▸ **What you need to do**
Every line below should be copied exactly; drop the pictures.

** start of Records shown **

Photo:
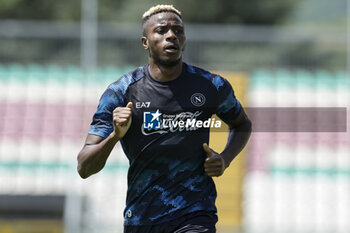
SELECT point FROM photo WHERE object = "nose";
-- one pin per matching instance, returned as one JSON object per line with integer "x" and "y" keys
{"x": 171, "y": 35}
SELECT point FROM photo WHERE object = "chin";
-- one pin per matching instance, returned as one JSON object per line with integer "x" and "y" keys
{"x": 168, "y": 63}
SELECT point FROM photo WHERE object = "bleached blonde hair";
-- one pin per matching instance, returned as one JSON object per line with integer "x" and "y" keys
{"x": 158, "y": 9}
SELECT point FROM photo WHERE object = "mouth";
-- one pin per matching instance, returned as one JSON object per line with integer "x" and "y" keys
{"x": 172, "y": 48}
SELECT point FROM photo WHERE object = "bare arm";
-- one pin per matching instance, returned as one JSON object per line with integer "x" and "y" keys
{"x": 238, "y": 137}
{"x": 92, "y": 158}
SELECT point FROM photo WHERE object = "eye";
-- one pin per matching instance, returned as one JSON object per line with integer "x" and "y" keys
{"x": 161, "y": 30}
{"x": 178, "y": 30}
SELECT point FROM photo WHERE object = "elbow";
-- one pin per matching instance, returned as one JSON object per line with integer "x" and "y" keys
{"x": 82, "y": 173}
{"x": 249, "y": 126}
{"x": 81, "y": 168}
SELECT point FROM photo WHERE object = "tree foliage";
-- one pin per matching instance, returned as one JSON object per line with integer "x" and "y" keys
{"x": 197, "y": 11}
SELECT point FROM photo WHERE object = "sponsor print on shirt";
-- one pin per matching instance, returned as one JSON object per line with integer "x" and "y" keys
{"x": 157, "y": 122}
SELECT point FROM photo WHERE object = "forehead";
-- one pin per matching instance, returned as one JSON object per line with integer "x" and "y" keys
{"x": 164, "y": 18}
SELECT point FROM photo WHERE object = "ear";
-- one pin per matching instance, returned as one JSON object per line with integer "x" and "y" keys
{"x": 144, "y": 42}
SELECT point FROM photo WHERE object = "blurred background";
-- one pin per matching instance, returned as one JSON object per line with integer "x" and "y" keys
{"x": 57, "y": 57}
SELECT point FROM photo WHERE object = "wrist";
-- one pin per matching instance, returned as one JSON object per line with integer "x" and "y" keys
{"x": 114, "y": 137}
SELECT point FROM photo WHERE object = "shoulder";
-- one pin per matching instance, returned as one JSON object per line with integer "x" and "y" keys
{"x": 216, "y": 80}
{"x": 128, "y": 79}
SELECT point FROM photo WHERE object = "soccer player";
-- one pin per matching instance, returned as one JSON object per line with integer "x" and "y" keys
{"x": 160, "y": 113}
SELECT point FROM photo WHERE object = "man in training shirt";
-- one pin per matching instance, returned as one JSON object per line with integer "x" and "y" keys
{"x": 162, "y": 113}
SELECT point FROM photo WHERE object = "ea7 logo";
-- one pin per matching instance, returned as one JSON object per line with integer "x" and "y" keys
{"x": 198, "y": 99}
{"x": 143, "y": 104}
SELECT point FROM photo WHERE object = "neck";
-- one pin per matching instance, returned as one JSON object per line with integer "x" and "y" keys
{"x": 164, "y": 73}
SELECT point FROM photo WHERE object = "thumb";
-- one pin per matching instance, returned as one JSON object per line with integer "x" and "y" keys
{"x": 207, "y": 149}
{"x": 129, "y": 105}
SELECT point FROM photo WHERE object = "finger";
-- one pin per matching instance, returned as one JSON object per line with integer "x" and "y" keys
{"x": 211, "y": 170}
{"x": 214, "y": 166}
{"x": 213, "y": 174}
{"x": 129, "y": 105}
{"x": 207, "y": 150}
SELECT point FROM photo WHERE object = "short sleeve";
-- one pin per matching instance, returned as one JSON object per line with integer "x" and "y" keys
{"x": 228, "y": 105}
{"x": 102, "y": 121}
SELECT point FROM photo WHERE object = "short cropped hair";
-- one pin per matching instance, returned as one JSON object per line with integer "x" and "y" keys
{"x": 158, "y": 9}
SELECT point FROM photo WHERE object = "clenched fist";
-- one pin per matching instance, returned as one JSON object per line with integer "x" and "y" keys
{"x": 122, "y": 120}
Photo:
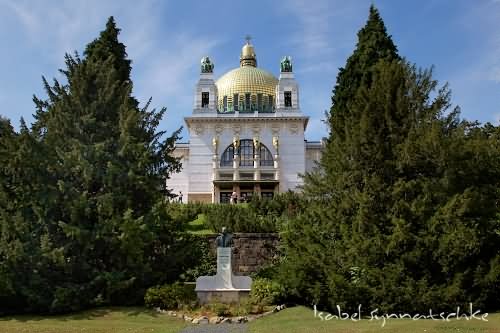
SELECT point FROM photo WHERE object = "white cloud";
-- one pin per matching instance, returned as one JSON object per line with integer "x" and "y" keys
{"x": 161, "y": 63}
{"x": 496, "y": 117}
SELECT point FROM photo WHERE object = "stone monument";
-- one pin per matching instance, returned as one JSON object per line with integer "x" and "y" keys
{"x": 223, "y": 287}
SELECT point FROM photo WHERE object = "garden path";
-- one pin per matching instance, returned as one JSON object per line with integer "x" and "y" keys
{"x": 222, "y": 328}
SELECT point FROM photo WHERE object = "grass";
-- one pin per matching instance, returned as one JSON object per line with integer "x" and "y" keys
{"x": 292, "y": 320}
{"x": 302, "y": 320}
{"x": 198, "y": 226}
{"x": 108, "y": 320}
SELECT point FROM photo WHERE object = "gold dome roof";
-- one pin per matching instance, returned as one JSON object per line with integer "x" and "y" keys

** end of Records shown **

▸ **Full response**
Photo:
SELECT point FROM photo WHERE object = "nose";
-- one pin per matching instance, returned as one JSON object per line with integer "x" and "y" keys
{"x": 171, "y": 35}
SELECT point FROM photo WHERE object = "chin";
-- one pin per matching instance, returned as one JSON object per line with integer "x" and "y" keys
{"x": 168, "y": 63}
SELECT point FROM photo WHERE object = "bleached blonde hair";
-- one pin per matching instance, returned as one JSON object per line with integer "x" and "y" keys
{"x": 158, "y": 9}
SELECT point FROM photo WHERE object = "mouth";
-- one pin per matching instance, returned as one JSON object per line with integer "x" and "y" keys
{"x": 172, "y": 48}
SELECT point FROM photo WHERE object = "bare arm";
-- one pin per matching instance, returned as one JSON object per line with integer "x" and "y" keys
{"x": 238, "y": 137}
{"x": 92, "y": 158}
SELECT point FROM photo WHERE object = "eye";
-- one pin per matching instance, returned as one JSON object per line with integer "x" and "y" keys
{"x": 161, "y": 30}
{"x": 178, "y": 30}
SELECT point FROM photo WHERE object = "elbow";
-- one pin per matching instance, returned as one JSON object per line with integer "x" and "y" keys
{"x": 82, "y": 173}
{"x": 249, "y": 126}
{"x": 81, "y": 168}
SELECT point FROM photo WHERE object = "tree foliage";
-- one pin per matching instance, returned as one JSON object per line with integer "x" and "y" keys
{"x": 197, "y": 11}
SELECT point FROM photo WHERE object = "sponsor print on shirt";
-- one pin per matching instance, returned as one JSON object per line with integer "x" and "y" keys
{"x": 157, "y": 122}
SELECT point FROM photo WHERE object = "forehead";
-- one pin per matching instance, returned as one JSON object per line with integer "x" and "y" keys
{"x": 164, "y": 18}
SELECT point FROM photo WHERE object = "ear";
-- one pin per matching instance, returned as one JSON object per line with integer "x" and "y" keys
{"x": 144, "y": 42}
SELECT point FROM photo WHERE object = "blurred background";
-- one pin per matching instance, returned as one JSON object per line with integer "x" and "y" keys
{"x": 57, "y": 57}
SELECT point FROM photo WHERE object = "wrist";
-- one pin per matching instance, returned as one JSON object per line with integer "x" and "y" keys
{"x": 114, "y": 137}
SELECT point FROM photo WHERE object = "shoulder";
-- one pin per matching instance, returned as one JSON object per line with integer "x" and "y" keys
{"x": 216, "y": 80}
{"x": 128, "y": 79}
SELECT point FROM photo WHERE object = "soccer player";
-- one pin per matching instance, returned as one JSON object per line with integer "x" and "y" keys
{"x": 160, "y": 113}
SELECT point FROM photo WHERE object = "man in training shirt";
-- one pin per matching instance, returned as one JSON object per line with integer "x" and "y" keys
{"x": 162, "y": 113}
SELECT point FROM photo WHERE object = "ea7 logo";
-- one pin per matching instance, returned as one JSON object per line with integer "x" and "y" keys
{"x": 198, "y": 99}
{"x": 143, "y": 104}
SELECT point FROM photo WHERE object = "neck";
-- one pin per matching instance, returned as one JSON object per line with integer "x" and "y" keys
{"x": 164, "y": 73}
SELECT point FROM photo WHERE object = "thumb";
-- one pin per matching instance, returned as one JSON object per line with integer "x" and "y" keys
{"x": 207, "y": 149}
{"x": 129, "y": 105}
SELECT point FROM photo WHERE object = "finger";
-- one pin per matching instance, returned as one JSON object per line with integer "x" and "y" keys
{"x": 211, "y": 170}
{"x": 214, "y": 166}
{"x": 213, "y": 174}
{"x": 129, "y": 105}
{"x": 207, "y": 150}
SELECT point FROM photo WHERE object = "short sleeve";
-- one pin per matching instance, returned as one JSON object per line with integer "x" and "y" keys
{"x": 228, "y": 105}
{"x": 102, "y": 121}
SELECT point FROM photo WHERE object = "short cropped hair";
-- one pin per matching instance, returned as one JSON object per line with integer "x" and "y" keys
{"x": 158, "y": 9}
SELECT point FROM photo WHERE object = "clenched fist";
-- one pin per matching instance, returned as one JSON object per line with integer "x" and "y" keys
{"x": 122, "y": 120}
Photo:
SELECT point FROM photo WHERE object = "white cloud";
-- one pin per matching instance, returned as one JSON object per line with integer "x" and "y" keys
{"x": 161, "y": 63}
{"x": 496, "y": 117}
SELECT point FROM photo WHERE object = "stone monument";
-- one pin per matching instance, returned as one JSON object per line with integer "x" and "y" keys
{"x": 223, "y": 287}
SELECT point FROM photo WHERE object = "garden path";
-- one pin per matching instance, returned as one JSON object per line with integer "x" and "y" keys
{"x": 222, "y": 328}
SELECT point FROM photo WHERE object = "grass";
-- one pin per matching instance, returned as one JSON object per line with integer "x" and "y" keys
{"x": 292, "y": 320}
{"x": 302, "y": 320}
{"x": 198, "y": 226}
{"x": 108, "y": 320}
SELECT point FROM photo WHERE object = "gold dome roof";
-- one pin per matching instance, returned as one JSON object per line with integer "x" and "y" keys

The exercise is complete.